=== Reading text ===

This interconnectedness that God calls us to reminds me of the story of the redwood trees.  The huge redwood trees of California amaze mankind. They are the largest living things on earth and the tallest trees in the world. Some of them are 300 feet high and over 2,500 years old. One would think that trees so large must have a tremendous root system that reaches down hundreds of feet into the earth. But not so! The redwoods have a very shallow root system. If one was to get down on his knees and examine the redwoods' root system he would find that all the roots intertwine. They are locked to each other. When the storms come, the winds blow, and the lightning flashes, the redwoods still stand. They are not alone for all the trees support and protect each other. Each tree is important to all the other trees in the grove.

This is a great picture of what it means, to me, to be a good steward of the relationships we have.  To intertwine together so that when one experiences the blowing of the wind, the storms of life, and is threatened to be blown over, that we help support that person.  We do what the Apostle Paul (an early follower of Jesus) says we should do in the New Testament book of Philippians, “Do nothing out of selfish ambition or vain conceit, but in humility consider others better than yourselves.  Each of you should look not only to your own interests, but also to the interests of others.”  Stewardship of relationships requires that we look at others through the eyes of Christ. Jesus can help us see past the outside layer– whether that is a false bravado or a false “lone ranger” attitude– and see the hurts and pains that are really common to all of us.

Not everyone will respond nicely to us, but we can let them all know that the door is open. We want to share life with them just because they too are special, unique persons of worth created in the image of a loving, gracious God. No hidden agendas, no “check marks” on a list, no “brownie points” for inviting someone to church– just loving them because God loved them first.

===

◆ Complete the following ◆
**A)** In the passage on redwoods and relationships, how tall are some of the redwood trees?
**B)** List each thing the passage on redwoods and relationships rules out with "no" in its last sentence.
**C)** Carry on the passage on redwoods and relationships past its final sentence.
The data after this point plays no part in the work.

=== Record list ===

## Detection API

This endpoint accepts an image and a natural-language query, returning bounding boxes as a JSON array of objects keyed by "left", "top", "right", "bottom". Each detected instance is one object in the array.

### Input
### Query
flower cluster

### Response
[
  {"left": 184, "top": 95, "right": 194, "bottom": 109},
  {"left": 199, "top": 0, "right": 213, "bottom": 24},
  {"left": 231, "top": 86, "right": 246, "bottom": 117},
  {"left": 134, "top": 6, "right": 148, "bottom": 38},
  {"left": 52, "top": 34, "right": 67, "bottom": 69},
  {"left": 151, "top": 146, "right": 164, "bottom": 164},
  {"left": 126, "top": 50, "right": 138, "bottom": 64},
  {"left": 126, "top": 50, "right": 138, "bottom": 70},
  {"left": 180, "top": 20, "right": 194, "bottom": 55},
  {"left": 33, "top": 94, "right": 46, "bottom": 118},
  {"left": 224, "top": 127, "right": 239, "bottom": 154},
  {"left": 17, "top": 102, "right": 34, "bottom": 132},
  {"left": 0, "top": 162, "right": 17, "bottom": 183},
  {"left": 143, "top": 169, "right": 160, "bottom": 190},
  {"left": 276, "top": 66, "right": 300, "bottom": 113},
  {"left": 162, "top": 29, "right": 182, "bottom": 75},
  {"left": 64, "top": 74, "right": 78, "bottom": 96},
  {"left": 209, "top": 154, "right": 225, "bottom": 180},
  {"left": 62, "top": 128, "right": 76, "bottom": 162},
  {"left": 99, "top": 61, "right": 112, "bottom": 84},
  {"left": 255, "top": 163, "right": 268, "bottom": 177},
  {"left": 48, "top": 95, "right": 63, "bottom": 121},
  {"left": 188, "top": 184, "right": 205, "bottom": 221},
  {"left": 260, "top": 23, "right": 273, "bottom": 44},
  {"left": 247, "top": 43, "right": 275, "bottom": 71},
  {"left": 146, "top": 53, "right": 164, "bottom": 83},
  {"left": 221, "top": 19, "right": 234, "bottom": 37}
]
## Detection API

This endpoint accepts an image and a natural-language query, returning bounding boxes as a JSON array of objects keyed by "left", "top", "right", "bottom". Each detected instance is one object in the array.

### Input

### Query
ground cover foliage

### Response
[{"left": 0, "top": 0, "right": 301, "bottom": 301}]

===

◆ Responses per task ◆
**A)** Some of them are 300 feet high.

**B)**
- Hidden agendas
- "Check marks" on a list
- "Brownie points" for inviting someone to church

**C)**
I believe that understanding the sense that we truly and deeply need each other, that we need to put others first, and that seeing others through the eyes of Jesus, means that we will become better stewards of the relationships that God has given to each of us.  That we will begin to realize the amazing beauty of relationships and community.  God continues to challenge me, encourage me, convict me, and amaze me through the community that we are becoming together and I want to be a good steward of this community by loving each of you, by challenging each of you (and myself), by supporting each of you (as you support me), and by putting your needs and the needs of the wider community and world before my own.  That we would make decisions as a faith community that we be more focus on others needs than our own.  I don’t believe you can be a good steward of your relationships until you can put the needs of other before your own.  That is a foundational step to being a good steward.  Or as Donald Miller puts it in Blue Like Jazz, “If we are not willing to wake up in the morning and die to ourselves, perhaps we should ask ourselves whether or not we are really following Jesus.”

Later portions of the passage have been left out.